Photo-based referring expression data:
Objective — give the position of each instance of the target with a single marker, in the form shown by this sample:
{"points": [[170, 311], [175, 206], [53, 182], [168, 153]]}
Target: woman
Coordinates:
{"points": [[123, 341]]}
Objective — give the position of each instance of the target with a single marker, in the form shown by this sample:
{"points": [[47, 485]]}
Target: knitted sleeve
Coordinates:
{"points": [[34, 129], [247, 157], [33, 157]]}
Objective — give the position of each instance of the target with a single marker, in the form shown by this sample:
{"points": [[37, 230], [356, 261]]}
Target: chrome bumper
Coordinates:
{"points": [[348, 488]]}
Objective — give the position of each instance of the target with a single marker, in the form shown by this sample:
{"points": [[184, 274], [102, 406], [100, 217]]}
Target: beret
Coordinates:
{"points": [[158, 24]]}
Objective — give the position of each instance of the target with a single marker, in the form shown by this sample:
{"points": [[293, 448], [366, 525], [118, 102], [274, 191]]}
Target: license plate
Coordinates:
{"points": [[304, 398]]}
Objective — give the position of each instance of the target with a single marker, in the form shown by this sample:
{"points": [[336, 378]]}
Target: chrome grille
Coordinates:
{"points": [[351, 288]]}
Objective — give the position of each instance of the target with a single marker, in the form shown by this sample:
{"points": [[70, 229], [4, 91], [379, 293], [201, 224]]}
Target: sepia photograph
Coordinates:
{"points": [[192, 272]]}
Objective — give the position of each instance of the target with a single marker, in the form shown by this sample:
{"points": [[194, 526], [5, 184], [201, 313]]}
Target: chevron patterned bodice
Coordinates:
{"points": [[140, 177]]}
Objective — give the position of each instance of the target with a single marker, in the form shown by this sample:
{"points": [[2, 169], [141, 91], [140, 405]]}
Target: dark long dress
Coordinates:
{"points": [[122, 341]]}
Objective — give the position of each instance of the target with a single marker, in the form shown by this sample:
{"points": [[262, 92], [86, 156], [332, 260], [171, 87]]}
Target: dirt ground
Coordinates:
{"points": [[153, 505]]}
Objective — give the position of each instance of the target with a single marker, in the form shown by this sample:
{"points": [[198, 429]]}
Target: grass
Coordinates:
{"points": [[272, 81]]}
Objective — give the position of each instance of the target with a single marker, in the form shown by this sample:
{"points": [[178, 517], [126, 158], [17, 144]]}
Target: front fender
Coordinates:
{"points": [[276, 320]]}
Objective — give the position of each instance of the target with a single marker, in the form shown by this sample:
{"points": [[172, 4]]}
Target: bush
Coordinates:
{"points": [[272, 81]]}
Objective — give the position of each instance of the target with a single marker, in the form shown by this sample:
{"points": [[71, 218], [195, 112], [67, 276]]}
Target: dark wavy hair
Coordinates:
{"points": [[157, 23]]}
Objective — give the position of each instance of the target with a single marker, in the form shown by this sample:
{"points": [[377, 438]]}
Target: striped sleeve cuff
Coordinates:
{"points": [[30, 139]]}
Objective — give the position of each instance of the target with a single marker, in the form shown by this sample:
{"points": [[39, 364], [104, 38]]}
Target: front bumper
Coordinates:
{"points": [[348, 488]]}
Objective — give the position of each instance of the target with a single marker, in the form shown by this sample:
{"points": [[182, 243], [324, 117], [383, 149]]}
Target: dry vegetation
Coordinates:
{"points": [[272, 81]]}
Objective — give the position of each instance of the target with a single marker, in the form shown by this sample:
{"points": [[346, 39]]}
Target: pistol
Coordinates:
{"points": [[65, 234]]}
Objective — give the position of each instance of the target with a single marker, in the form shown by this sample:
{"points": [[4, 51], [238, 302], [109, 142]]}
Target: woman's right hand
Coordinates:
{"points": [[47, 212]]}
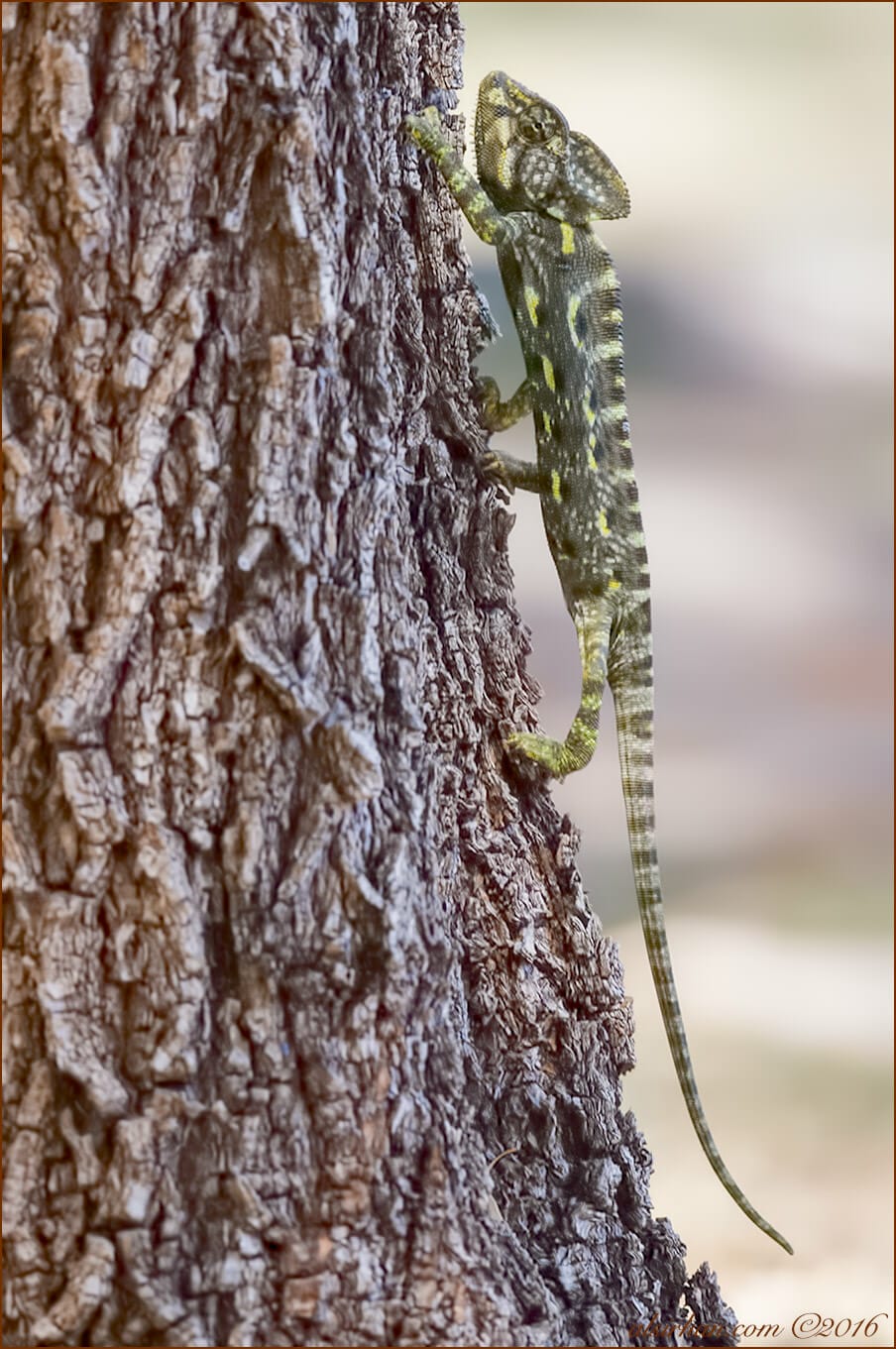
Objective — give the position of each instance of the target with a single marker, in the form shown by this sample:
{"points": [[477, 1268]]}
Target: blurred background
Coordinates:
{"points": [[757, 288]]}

EXERCISE PROMPT: Across all the entries, how many lines include "woman"? Answer with the number alone.

ANSWER SECTION: 2